● **Textauszug**
Christiane Meixner blickt durch die Kamera auf eine andere Welt

Die Langshaw Street hat bessere Zeiten gesehen. Jetzt sind fast alle Fenster der kleinen Backsteinbauten in Manchester blind, und man möchte sich gar nicht vorstellen, wie das Leben in jenen paar Häuschen ist, die noch bewohnt wirken. Die anderen wurden mit Blechen vernagelt, und damit es jeder weiß, steht mit schwarzer Farbe auf den Türen: „All materials of value have been removed“ – Einbruch zwecklos.

Wertlos und im Wartemodus, das macht die Gegend spannend für Steffi Klenz. Die junge Fotografin aus Deutschland hat am Royal Collage of Art in London studiert. Seit längerem durchstreift sie die Insel auf der Suche nach entwurzelter Architektur, die nicht unbedingt abbruchreif sein muss: Für ihre Serie „Nunsuch“ hat sie Poundbury porträtiert, jene modellhafte Stadt auf den Ländereien von Prinz Charles, die der Utopie humanen Wohnens folgen mag, vor allem aber ein schauerliches architektonisches Potpourri ist. Dass Klenz die Orte menschenleer ablichtet, zwingt den Blick noch ein Stück näher an die Details.

„Nummianus“ heißt ihre aktuelle Serie aus Manchester (3600–11 000 Euro), und so spielerisch wie der Titel, der sich auf die Villa eines reichen pompejianischen Händlers bezieht, funktionieren auch die Querformate in der Galerie Wendt und Friedmann (Zehdenicker Straße 13, bis 15. Januar). Nach einiger Zeit erkennt man, dass ein paar Häuser zweimal fotografiert sind. Nun hängen sie wie Zwillinge nebeneinander und irritieren, weil die übrigen Reihenhäuser alles andere als identisch sind: Die wilden Renovierungsversuche der Vergangenheit lassen die Siedlung zu einem Tableau werden, auf dem sich die Bewohner mit ihrer Handschrift verewigt haben. Bis die Abrissbirne kommt ...

Eine Art Spurensicherung betreibt auch Peter Neusser. Der Münchner Fotograf war im Wald und auf der Straße – und er hat nicht bloß das Gesehene aufgezeichnet, sondern dazu seine eigenen Bewegungen im Raum dokumentiert.

● **Die Aufgaben**
- a) Übersetze bitte diesen Satz aus der Ausstellungsbesprechung ins Englische: „Nach einiger Zeit erkennt man, dass ein paar Häuser zweimal fotografiert sind.“
- b) Erkläre in ein bis drei Sätzen, warum laut der Ausstellungsbesprechung die doppelt fotografierten Häuser in der Serie „Nummianus“ irritieren.
- c) Schreibe die Ausstellungsbesprechung im Anschluss an ihren letzten Satz weiter.

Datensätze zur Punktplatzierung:

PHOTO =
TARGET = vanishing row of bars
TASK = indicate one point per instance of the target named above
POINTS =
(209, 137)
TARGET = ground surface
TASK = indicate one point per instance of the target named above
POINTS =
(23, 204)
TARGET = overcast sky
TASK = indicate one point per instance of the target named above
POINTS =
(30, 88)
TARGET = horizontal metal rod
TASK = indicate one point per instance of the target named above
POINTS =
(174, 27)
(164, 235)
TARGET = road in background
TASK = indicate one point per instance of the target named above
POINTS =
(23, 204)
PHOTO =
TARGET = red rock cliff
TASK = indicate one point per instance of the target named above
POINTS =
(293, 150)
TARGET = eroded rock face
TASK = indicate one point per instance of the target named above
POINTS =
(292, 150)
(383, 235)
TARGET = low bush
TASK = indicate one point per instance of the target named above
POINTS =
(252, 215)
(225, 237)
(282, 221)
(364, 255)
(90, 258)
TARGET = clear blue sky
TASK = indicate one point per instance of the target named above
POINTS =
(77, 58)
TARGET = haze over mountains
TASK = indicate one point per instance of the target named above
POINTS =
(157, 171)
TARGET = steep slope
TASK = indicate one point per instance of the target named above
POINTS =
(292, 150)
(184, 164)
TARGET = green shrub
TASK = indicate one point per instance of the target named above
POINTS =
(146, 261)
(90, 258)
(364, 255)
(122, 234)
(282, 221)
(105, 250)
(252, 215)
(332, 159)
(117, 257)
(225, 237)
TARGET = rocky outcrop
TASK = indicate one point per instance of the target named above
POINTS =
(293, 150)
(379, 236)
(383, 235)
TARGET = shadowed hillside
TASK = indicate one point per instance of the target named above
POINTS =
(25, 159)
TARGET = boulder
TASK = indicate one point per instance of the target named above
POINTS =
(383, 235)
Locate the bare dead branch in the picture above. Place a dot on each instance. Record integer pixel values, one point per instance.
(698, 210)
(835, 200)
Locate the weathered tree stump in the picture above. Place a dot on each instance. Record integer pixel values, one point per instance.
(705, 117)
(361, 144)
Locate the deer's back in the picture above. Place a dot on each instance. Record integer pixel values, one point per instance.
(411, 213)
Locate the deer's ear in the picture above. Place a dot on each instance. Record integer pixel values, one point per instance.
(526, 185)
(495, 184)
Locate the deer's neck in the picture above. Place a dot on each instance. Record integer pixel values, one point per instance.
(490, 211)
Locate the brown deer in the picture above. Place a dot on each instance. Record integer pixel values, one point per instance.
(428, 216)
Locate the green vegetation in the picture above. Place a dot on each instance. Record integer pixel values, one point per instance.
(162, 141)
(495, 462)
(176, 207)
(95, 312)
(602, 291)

● **Antworten**
- a) After a while, you realize that a few houses have been photographed twice.

- b) Die zweimal fotografierten Häuser hängen wie Zwillinge nebeneinander und irritieren, weil die übrigen Reihenhäuser alles andere als identisch sind. Durch wilde Renovierungsversuche der Vergangenheit haben sich die Bewohner mit ihrer eigenen Handschrift in der Siedlung verewigt.

- c)
„Strata“ in der Galerie J. J. Heckenhauer (Brunnenstraße 153, bis 2. Februar) zeigt deshalb mittlere Formate mit charmanten visuellen Überlagerungen. Die Serie (2600–3200 Euro) zeigt analoge Fotos, die mehrfach belichtet wurden und deren Motive derart miteinander verwoben sind, dass sie teils wie abstrakte Malerei wirken. 16 Mal etwa hat Neusser vom Fernsehturm auf das nächtliche Berlin geklickt: Sein Bild versammelt nun alle Himmelsrichtungen in einer einzigen Impression voller funkelnder Lichter. Auf einer anderen Fotografie vervielfachen sich die spiegelnden Fassaden eines Bürohauses, verschwimmen leicht und reflektieren dennoch, was in der nahen Umgebung zu sehen ist. Dazu gehören Autos und Fahrräder, nicht aber Passanten, die in seiner künstlerischen Arbeit ebenso wenig auftauchen wie bei Steffi Klenz.

Hier wie dort erzählt die Architektur stellvertretend von ihren Bewohnern. Zugleich sprengt beider Fotografie den Rahmen des Dokumentarischen, allein schon, weil Städte selten so verlassen sind. Hinzu kommen die feinen Verfremdungen. Sie lassen die Realität unscharf werden, weshalb man doppelt genau hinschaut – und mehr als sonst sieht.